*SUPPLIED TEXT*
____________________
24. Comment: A commenter requested that the proposed amendments to
section 228.104 be expanded to provide for waivers, exceptions, or
modifications of lease stipulations to recognize North Dakota section
line rights of way (NDCC 24-07-03) on lands acquired by the United
States obtained by deed through purchase or gift, or through
condemnation proceedings after North Dakota statehood in 1889.
Agency Response: Development of stipulations during the leasing
analysis will conform with the legal obligations of the United States,
but state specific matters such as the one raised by the comment are
best addressed on a case-by-case basis rather than through these
nationwide regulations.
25. Comment: A commenter stated the change to only notify the BLM
of the Forest Service decision, and not the operator, would limit
Forest Service decision making.
____________________
*INSTRUCTION*
Carry on the comment-and-response text on Forest Service leasing regulations from its last sentence.
____________________
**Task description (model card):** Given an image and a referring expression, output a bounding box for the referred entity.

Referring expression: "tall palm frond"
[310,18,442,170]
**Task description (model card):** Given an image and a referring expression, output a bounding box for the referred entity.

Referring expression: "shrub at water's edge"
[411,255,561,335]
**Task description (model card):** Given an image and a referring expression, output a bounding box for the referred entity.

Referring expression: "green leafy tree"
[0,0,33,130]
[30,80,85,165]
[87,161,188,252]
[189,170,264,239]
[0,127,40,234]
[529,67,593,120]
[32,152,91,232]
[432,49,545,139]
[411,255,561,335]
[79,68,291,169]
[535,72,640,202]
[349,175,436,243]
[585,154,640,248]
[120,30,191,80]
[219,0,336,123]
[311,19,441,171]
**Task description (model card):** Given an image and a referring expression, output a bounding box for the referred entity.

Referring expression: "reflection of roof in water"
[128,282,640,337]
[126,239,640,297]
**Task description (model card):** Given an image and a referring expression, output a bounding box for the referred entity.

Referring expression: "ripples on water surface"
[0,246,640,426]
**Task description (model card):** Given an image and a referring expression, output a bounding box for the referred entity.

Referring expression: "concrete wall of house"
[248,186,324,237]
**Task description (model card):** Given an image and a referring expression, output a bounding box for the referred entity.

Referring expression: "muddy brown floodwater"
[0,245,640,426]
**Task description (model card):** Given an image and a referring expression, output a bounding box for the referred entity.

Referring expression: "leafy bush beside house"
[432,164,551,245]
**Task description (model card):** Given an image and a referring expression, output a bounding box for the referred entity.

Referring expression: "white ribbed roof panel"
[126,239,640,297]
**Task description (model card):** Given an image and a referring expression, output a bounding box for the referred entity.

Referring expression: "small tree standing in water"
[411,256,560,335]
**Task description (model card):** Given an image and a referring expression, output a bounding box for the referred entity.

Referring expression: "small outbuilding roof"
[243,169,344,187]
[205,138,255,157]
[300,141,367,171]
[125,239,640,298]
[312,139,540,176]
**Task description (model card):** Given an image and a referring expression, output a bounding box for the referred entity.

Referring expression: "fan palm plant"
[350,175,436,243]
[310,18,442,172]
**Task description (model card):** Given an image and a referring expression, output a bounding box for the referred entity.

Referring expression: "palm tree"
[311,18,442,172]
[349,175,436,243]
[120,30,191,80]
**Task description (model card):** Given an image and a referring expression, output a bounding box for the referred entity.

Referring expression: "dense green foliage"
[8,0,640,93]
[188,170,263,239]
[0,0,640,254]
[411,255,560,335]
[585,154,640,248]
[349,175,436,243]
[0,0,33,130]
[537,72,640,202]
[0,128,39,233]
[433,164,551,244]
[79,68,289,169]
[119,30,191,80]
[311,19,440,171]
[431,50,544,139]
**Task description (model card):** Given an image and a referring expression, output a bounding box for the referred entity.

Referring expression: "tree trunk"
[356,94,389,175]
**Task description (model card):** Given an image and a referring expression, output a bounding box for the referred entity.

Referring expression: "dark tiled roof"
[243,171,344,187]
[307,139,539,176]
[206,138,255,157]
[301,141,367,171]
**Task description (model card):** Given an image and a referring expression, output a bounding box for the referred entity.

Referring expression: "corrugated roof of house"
____________________
*RESULT BELOW*
Agency Response: Section 228.104(a)(2) clarifies that where the
request involves stipulations included in the lease as prescribed by
the Forest Service, the BLM must obtain approval from the Forest
Service before granting a request for a waiver, exception, or
modification. An operator is directed to submit its request to the BLM
under 43 CFR part 3170, subpart 3171.24, and the BLM is the final
decision maker on the request. The notification to the operator by only
the BLM promotes efficiency and does not change Forest Service
evaluation of the request or limit its decision-making authority.
Section 228.105 Responsibilities of Operators
26. Comment: Consider changing ``required'' to ``approved'' so that
it reads ``. . . as approved by the authorized Forest Service
officer.'' Based on ``Superfund'' litigation relative to phosphate
mining in Idaho where the Forest Service required specific reclamation
. . . which resulted in a Comprehensive Environmental Response,
Compensation, and Liability Act (Superfund) action . . . it was argued
that the Forest Service was liable since they ``required'' the specific
reclamation causing the problem. The operator should propose
reclamation which would be approved by the Forest Service and thereby
limiting potential taxpayer liability.
Agency Response: The clause in section 228.105(a)(1)(vii) ``. . .
as required by the authorized Forest Service officer'' appears to be
unnecessary and it has been removed from the final rule.
27. Comment: A commenter takes exception to section 228.104(c)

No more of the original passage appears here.